- TEXT SHOWN:
'''
Britain goes to the polls for historic vote on EU

Britain goes to the polls for historic vote on EU

LONDON
Britain goes to the polls for historic vote on EU

AFP photo

British voters will head to the polls on June 23 to decide on whether or not they want to remain inside the European Union, a historic referendum which has been long awaited and debated and which also led to the death of a British lawmaker. 

As a last effort to drive in more supporters to their campaigns, rival sides in Britain’s referendum clashed in a passionate debate to the roars of an audience of 6,000 in a London concert arena on June 21.

The latest polls showed that the difference between the two camps was razor-tight and it was not sure which side would conquer over the other in the referendum. 

Panelists locked horns over immigration, as pro-EU London Mayor Sadiq Khan tore into his predecessor, Boris Johnson, a key campaigner on the “Leave” side.

“You’re telling lies and you’re scaring people,” Khan declared, as he brandished a “Leave” leaflet warning that majority-Muslim Turkey could join the EU.

“That’s scaremongering, Boris, and you should be ashamed... you are using the ruse of Turkey to scare people to vote ‘Leave,’” Khan said to cheers from the audience.

Johnson threw the criticism back at Khan, saying the pro-EU side had run a “Project Fear” by warning that leaving the 28-member bloc would damage Britain’s economy.

“They say we have no choice but to bow down to Brussels. We say they are woefully underestimating this country and what it can do,” Johnson said.
'''
- EXERCISE 1: In the article on Britain's EU referendum, how many people were in the audience at the London concert arena debate on June 21?
- EXERCISE 2: Carry the report on Britain's EU referendum forward past Johnson's final quoted remark.

- EXTRACTED MATERIAL:
'''
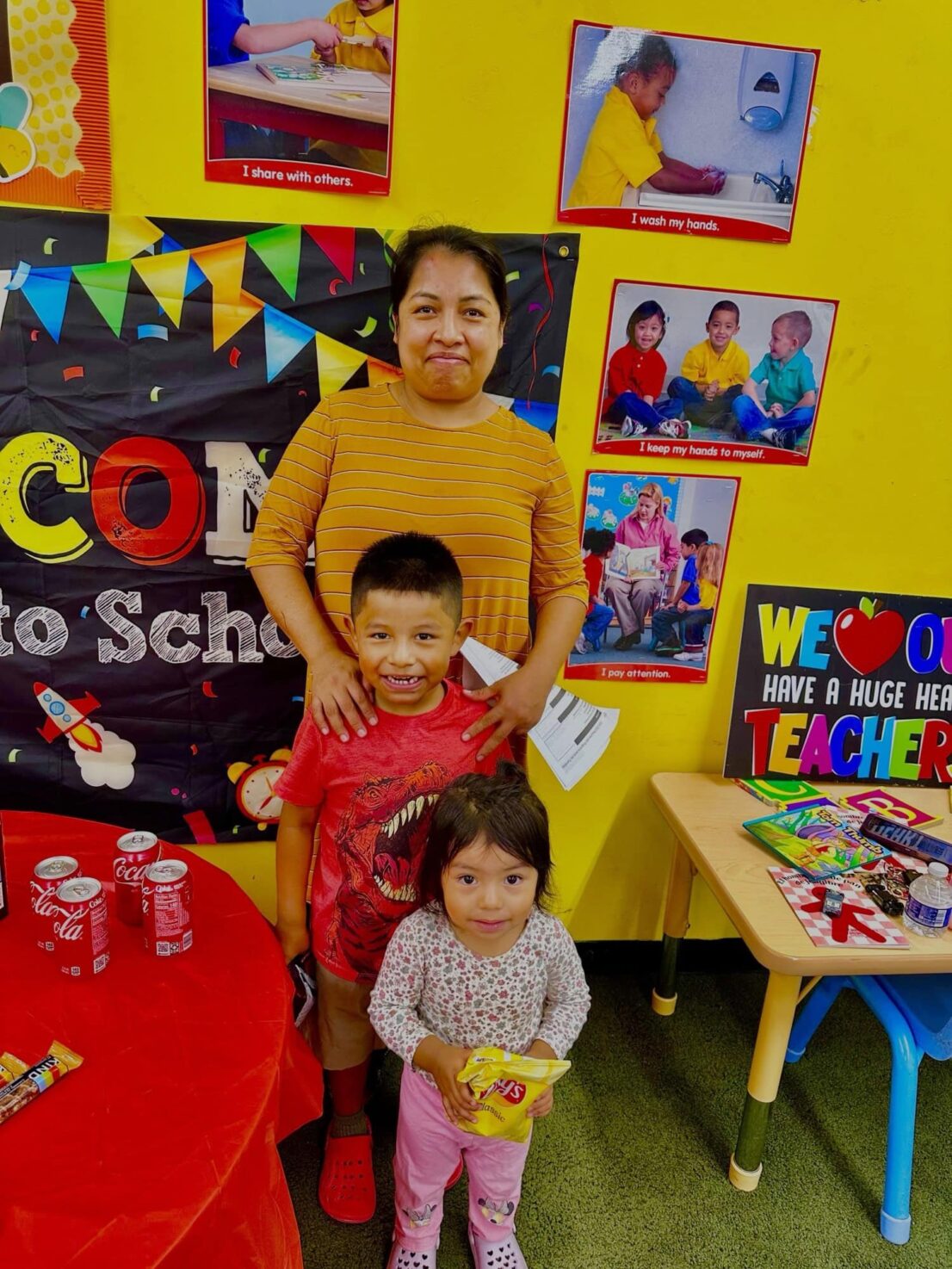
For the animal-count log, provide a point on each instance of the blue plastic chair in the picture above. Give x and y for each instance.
(917, 1012)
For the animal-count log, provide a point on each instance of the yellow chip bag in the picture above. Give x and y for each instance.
(505, 1086)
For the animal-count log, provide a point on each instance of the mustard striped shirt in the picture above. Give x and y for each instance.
(497, 494)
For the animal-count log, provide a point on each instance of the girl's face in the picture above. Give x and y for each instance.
(647, 93)
(647, 332)
(448, 328)
(488, 894)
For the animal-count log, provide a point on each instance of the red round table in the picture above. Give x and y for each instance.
(162, 1148)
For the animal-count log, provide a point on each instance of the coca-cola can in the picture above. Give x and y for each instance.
(47, 877)
(82, 928)
(135, 851)
(166, 907)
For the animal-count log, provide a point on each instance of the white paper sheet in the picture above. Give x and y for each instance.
(572, 735)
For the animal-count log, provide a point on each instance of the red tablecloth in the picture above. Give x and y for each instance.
(160, 1150)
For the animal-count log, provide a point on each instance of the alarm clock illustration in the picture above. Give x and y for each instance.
(254, 787)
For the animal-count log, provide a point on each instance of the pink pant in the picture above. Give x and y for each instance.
(427, 1153)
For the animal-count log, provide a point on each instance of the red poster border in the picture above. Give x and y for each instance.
(631, 217)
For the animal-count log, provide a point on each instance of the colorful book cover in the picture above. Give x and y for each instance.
(858, 924)
(818, 840)
(786, 795)
(885, 802)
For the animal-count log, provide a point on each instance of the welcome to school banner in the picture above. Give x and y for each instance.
(843, 685)
(151, 372)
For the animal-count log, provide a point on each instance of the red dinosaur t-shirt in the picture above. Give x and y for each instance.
(376, 795)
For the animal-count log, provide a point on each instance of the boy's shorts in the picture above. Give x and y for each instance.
(342, 1036)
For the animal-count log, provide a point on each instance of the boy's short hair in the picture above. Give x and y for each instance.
(693, 538)
(726, 306)
(598, 541)
(799, 324)
(409, 564)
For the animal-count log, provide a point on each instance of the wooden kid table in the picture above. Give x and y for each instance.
(705, 814)
(241, 94)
'''
- FINAL ANSWER 1: 6,000

- FINAL ANSWER 2:
Bosses from more than half of Britain’s biggest companies on June 22 urged Britons to vote “Remain.”

Almost 1,300 business executives - including those from 51 of London’s top FTSE 100 listed companies - wrote in a letter to The Times newspaper that Britain leaving the EU could cause an “economic shock.”

The signatories include Virgin boss Richard Branson and U.S. media mogul Michael Bloomberg.

“Britain leaving the EU would mean uncertainty for our firms, less trade with Europe and fewer jobs,” wrote the executives, whose businesses together employ more than 1.75 million people.

No country has voted to leave the EU before and if the British vote to part from the bloc, they will become the first nation to do so. 

The prospect of Britain becoming the first state to defect from the EU in the bloc’s 60-year history has raised fears of a domino-effect collapse of the European project.

European Commission President Jean-Claude Juncker warned Britain on June 21 that voting to leave the EU would be “an act of self-harm” that would endanger everything Europeans had worked together to achieve.

“To turn your backs on your neighbors and retreat into isolation would go against everything that Europe and the U.K. stand for,” Juncker said during an address to Greek business leaders in Athens, adding: “To leave would be an act of self-harm.”

Meanwhile, Juncker’s spokesperson said that Juncker would not step down if Britain voted to leave the EU.
“The answer is no,” spokesman Margaritis Schinas said on June 22 when asked if, in the light of media reports about Juncker’s health, he would resign in the event of a “Brexit.”

Former French president Nicolas Sarkozy called June 21 for Paris and Berlin to make a joint push for “a new European treaty” following Britain’s vote.

After talks with German Chancellor Angela Merkel, Sarkozy said: “I told the chancellor that to save Europe, there would have to be a French-German initiative in the coming months, with a new treaty that tells 450 million Europeans that we have heard what they are saying, that we understand how they feel.” 

“I think that the chancellor is ready,” he said after a closed-door lunch, adding, “That’s all the better, as there will soon be elections in France that would be followed by polls in Germany.”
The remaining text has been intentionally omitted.